*PROBLEM*: Tally up the lines in the following entries where the string "like" appears, and answer with the number alone.

___ RECORDS SHOWN ___

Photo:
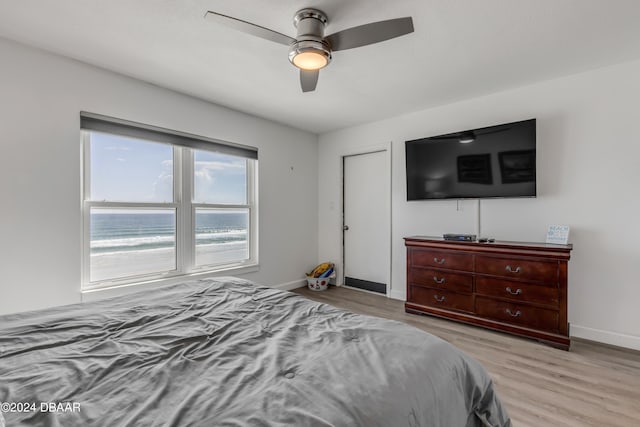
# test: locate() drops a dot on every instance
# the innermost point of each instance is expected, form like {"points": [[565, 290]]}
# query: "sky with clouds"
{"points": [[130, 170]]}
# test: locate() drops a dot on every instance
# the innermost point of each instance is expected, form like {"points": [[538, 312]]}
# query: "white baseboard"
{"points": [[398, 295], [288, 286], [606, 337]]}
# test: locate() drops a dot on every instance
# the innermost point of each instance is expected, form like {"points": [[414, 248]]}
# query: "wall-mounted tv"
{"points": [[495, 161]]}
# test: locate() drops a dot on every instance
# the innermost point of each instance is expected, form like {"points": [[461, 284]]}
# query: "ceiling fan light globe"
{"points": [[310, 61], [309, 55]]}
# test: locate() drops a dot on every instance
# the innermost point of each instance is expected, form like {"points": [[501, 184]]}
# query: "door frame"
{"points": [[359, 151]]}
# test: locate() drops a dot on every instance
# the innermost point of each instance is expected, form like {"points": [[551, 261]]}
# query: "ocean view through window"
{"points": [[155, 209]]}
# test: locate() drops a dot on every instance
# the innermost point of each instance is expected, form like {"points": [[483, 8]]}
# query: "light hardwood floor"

___
___ RECORDS SHOWN ___

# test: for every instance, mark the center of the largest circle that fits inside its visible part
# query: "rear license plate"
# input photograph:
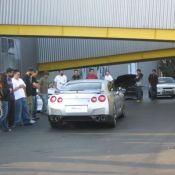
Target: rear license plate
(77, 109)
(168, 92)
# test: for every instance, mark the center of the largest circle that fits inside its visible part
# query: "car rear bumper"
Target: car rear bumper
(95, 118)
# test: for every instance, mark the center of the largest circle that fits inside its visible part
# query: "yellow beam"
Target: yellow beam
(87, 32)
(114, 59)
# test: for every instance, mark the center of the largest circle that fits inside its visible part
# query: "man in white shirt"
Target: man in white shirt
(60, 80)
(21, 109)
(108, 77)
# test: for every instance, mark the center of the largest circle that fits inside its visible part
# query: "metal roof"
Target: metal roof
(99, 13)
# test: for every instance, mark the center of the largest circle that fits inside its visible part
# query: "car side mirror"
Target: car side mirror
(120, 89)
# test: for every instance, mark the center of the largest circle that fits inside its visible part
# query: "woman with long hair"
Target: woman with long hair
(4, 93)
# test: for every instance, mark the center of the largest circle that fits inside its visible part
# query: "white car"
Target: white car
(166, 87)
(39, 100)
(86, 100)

___
___ RECORDS SHOWN ___

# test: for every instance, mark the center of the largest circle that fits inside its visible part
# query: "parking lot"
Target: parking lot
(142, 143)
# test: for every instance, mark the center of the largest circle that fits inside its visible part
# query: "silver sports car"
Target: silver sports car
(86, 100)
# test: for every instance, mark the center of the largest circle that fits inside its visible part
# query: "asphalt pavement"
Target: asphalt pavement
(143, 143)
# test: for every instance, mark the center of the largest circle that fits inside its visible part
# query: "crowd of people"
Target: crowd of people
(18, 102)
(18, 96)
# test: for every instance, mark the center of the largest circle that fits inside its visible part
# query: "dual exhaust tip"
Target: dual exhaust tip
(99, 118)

___

*ANSWER TO THIS PROBLEM*: 7